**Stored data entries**
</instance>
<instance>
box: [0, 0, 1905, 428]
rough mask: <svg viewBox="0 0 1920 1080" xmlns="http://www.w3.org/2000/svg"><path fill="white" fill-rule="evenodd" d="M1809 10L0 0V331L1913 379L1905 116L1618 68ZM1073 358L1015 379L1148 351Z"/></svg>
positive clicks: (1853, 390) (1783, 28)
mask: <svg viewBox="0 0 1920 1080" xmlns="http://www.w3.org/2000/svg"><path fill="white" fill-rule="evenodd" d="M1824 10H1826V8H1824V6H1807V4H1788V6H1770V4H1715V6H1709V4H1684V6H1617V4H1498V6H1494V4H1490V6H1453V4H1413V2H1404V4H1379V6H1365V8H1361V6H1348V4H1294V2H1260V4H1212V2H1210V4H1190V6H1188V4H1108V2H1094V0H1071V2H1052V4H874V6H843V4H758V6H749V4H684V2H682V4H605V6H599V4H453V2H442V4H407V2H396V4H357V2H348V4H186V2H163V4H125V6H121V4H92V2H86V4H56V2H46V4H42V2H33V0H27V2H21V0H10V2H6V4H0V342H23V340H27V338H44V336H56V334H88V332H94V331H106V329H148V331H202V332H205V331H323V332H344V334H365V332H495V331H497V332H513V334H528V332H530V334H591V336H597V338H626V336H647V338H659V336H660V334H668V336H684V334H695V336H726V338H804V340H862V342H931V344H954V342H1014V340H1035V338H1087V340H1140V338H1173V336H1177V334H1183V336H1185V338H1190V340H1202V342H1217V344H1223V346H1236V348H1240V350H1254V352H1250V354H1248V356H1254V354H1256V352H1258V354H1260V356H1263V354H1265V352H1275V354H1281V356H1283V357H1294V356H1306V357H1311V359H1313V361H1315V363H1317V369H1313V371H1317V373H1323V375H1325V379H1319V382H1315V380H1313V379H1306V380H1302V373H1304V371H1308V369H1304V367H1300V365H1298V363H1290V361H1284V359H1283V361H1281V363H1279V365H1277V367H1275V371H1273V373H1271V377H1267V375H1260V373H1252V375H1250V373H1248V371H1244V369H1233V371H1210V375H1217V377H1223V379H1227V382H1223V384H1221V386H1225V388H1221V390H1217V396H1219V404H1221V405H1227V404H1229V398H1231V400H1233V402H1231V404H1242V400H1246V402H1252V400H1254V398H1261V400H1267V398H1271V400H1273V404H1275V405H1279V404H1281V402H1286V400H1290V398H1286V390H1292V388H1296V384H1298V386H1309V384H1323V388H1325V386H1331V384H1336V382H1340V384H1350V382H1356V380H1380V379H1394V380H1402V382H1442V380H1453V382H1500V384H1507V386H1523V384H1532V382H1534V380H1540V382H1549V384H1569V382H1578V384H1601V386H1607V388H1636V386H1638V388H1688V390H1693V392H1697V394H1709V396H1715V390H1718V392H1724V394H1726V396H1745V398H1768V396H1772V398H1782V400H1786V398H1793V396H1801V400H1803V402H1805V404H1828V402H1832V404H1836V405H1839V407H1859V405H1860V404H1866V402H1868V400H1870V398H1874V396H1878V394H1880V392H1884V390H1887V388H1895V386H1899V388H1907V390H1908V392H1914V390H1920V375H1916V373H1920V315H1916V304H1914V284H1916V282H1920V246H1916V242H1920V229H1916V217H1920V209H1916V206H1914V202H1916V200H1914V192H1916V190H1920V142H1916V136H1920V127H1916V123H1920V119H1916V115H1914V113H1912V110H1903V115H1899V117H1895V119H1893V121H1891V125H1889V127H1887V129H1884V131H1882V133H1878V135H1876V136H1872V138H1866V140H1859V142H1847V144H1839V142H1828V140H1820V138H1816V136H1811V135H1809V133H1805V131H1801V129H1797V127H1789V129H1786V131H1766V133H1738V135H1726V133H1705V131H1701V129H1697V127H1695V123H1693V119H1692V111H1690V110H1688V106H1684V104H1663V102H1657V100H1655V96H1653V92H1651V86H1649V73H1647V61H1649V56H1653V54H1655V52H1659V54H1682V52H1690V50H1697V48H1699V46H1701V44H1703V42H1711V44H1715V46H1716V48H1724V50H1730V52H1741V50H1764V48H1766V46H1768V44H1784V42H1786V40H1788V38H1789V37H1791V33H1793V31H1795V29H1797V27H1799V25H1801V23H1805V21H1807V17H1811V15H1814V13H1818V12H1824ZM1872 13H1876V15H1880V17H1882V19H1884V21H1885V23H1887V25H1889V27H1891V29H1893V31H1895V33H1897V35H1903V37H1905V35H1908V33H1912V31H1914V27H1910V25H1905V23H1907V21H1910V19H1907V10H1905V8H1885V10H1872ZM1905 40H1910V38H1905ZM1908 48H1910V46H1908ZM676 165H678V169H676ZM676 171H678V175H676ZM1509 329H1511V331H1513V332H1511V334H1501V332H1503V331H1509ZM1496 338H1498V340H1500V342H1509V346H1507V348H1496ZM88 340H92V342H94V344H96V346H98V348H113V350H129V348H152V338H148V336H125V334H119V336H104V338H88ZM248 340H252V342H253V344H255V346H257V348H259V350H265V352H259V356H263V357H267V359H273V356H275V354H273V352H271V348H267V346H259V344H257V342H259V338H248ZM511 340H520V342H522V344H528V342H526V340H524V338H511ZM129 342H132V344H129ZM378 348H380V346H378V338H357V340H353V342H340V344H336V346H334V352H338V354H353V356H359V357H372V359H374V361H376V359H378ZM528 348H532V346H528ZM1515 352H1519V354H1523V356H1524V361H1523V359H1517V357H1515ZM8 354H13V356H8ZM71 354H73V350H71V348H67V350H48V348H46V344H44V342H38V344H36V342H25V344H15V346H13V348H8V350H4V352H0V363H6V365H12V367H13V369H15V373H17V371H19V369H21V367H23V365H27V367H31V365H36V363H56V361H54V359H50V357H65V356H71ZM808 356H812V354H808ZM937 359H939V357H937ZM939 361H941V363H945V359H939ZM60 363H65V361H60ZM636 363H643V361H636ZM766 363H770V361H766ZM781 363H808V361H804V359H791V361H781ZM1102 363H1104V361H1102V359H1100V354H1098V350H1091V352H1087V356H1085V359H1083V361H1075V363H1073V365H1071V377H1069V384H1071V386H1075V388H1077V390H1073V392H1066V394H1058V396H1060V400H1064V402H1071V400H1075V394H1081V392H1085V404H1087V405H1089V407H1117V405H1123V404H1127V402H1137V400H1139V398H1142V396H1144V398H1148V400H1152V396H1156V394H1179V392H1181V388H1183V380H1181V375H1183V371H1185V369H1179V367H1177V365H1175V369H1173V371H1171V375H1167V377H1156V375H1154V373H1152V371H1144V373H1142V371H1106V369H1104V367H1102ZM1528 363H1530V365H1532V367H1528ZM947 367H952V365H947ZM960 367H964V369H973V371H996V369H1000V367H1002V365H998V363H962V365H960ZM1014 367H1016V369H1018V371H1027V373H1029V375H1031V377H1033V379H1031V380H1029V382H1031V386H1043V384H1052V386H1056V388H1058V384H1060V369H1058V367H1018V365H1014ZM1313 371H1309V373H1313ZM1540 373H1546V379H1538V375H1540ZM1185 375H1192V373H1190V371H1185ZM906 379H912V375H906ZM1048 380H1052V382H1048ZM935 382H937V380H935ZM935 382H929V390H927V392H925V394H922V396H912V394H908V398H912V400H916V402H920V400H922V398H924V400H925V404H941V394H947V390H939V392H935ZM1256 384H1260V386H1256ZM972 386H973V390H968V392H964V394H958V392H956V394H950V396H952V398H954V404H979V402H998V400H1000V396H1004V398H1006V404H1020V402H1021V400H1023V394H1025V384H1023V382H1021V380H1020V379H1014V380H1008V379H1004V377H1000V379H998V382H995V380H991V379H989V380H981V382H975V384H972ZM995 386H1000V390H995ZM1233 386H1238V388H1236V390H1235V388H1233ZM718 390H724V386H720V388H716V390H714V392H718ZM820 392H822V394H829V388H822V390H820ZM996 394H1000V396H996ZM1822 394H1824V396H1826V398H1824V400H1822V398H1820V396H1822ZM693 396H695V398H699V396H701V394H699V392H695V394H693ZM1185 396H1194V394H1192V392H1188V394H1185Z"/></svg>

**What you will do**
Update the entries starting at the very beginning and ending at the line containing "positive clicks: (1853, 390) (1783, 28)": write those lines out again with "rough mask" changed to "coarse mask" and everything else left the same.

**Written solution**
</instance>
<instance>
box: [0, 0, 1905, 428]
coarse mask: <svg viewBox="0 0 1920 1080" xmlns="http://www.w3.org/2000/svg"><path fill="white" fill-rule="evenodd" d="M1809 10L0 0V331L1913 379L1905 116L1618 68ZM1073 358L1015 379L1148 351Z"/></svg>
positive clicks: (1853, 390) (1783, 28)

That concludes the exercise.